Task: List every line in the entries below that contains the word "swimsuit", reproducing each such line in full.
[BEGIN Material for the task]
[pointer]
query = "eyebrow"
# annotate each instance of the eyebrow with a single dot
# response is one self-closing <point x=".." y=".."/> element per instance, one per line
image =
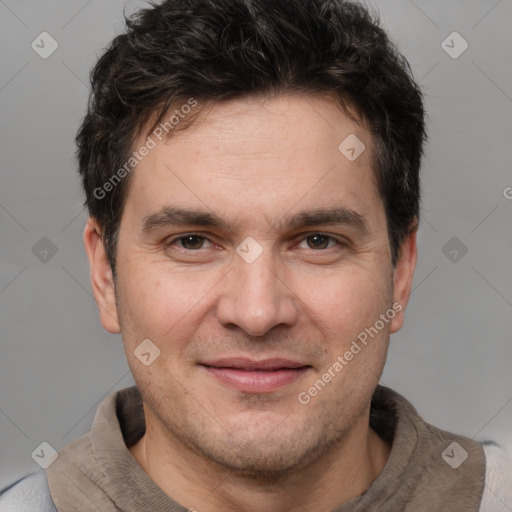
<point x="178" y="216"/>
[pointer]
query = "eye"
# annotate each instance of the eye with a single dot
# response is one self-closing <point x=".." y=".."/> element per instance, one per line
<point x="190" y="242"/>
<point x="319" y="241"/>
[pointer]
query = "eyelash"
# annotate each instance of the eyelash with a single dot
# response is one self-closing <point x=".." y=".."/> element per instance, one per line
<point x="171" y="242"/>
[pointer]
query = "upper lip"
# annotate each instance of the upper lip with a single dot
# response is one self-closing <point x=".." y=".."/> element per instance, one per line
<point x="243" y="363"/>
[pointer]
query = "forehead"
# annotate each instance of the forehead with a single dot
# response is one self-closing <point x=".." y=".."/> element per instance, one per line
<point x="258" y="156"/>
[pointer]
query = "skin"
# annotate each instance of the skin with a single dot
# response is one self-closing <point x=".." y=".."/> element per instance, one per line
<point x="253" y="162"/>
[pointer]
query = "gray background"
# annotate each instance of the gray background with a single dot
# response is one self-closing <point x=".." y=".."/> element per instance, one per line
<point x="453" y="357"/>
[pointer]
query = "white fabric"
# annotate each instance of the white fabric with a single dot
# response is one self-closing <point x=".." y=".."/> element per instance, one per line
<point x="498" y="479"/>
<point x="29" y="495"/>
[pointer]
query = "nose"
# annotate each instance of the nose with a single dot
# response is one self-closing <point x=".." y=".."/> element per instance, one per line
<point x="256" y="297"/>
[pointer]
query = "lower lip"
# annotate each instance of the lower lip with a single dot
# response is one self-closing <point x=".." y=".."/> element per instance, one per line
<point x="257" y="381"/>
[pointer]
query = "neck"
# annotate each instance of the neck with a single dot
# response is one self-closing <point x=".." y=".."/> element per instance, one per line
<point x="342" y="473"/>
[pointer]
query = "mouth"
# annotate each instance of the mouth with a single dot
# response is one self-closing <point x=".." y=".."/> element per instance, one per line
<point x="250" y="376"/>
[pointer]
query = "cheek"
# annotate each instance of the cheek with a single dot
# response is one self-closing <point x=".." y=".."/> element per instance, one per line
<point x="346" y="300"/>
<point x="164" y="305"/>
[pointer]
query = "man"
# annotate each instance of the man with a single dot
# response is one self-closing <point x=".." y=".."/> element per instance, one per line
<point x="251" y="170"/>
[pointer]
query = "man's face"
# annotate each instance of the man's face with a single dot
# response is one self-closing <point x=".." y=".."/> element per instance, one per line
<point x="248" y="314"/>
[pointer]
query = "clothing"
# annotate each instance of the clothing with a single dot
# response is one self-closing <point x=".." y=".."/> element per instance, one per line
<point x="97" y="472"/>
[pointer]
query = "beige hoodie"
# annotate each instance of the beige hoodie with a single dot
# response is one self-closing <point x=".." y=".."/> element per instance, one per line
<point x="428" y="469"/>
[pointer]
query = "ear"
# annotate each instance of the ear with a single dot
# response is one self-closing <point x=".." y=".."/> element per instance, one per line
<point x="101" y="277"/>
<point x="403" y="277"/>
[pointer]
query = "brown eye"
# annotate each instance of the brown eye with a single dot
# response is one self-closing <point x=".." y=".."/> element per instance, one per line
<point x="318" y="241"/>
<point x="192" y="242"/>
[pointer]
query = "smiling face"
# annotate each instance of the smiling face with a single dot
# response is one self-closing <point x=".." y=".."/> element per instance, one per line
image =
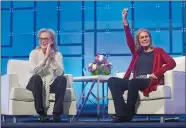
[END Material for the task]
[BEGIN Material for the task]
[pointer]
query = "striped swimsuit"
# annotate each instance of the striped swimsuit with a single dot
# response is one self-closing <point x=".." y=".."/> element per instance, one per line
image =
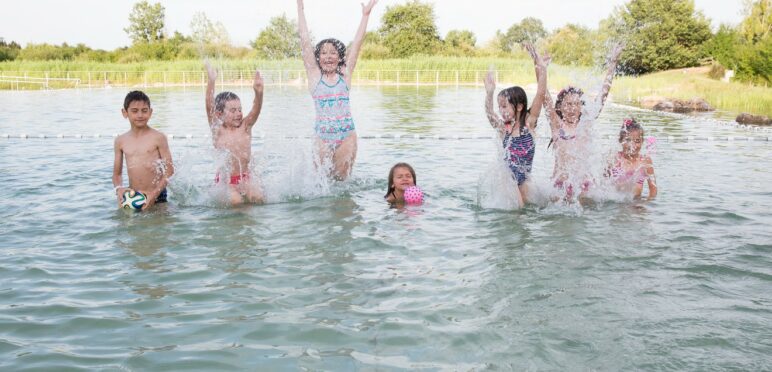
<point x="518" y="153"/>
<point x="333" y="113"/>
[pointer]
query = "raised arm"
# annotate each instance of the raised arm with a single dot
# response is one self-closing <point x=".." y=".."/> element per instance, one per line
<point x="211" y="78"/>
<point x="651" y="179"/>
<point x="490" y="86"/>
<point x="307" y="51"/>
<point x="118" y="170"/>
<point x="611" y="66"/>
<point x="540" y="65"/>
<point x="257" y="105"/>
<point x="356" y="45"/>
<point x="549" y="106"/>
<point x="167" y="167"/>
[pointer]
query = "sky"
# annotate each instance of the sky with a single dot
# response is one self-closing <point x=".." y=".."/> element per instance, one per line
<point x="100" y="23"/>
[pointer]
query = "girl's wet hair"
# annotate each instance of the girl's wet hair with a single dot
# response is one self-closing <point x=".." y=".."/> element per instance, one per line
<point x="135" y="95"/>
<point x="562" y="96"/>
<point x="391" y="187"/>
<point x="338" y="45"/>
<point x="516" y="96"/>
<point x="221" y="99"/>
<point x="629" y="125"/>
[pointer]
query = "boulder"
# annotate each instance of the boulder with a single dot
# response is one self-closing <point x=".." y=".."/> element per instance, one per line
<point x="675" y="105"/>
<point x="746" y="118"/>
[END Material for the task]
Response to this exercise:
query = "striped swimsuit"
# annotate each instance of the striped swimsuit with a single dot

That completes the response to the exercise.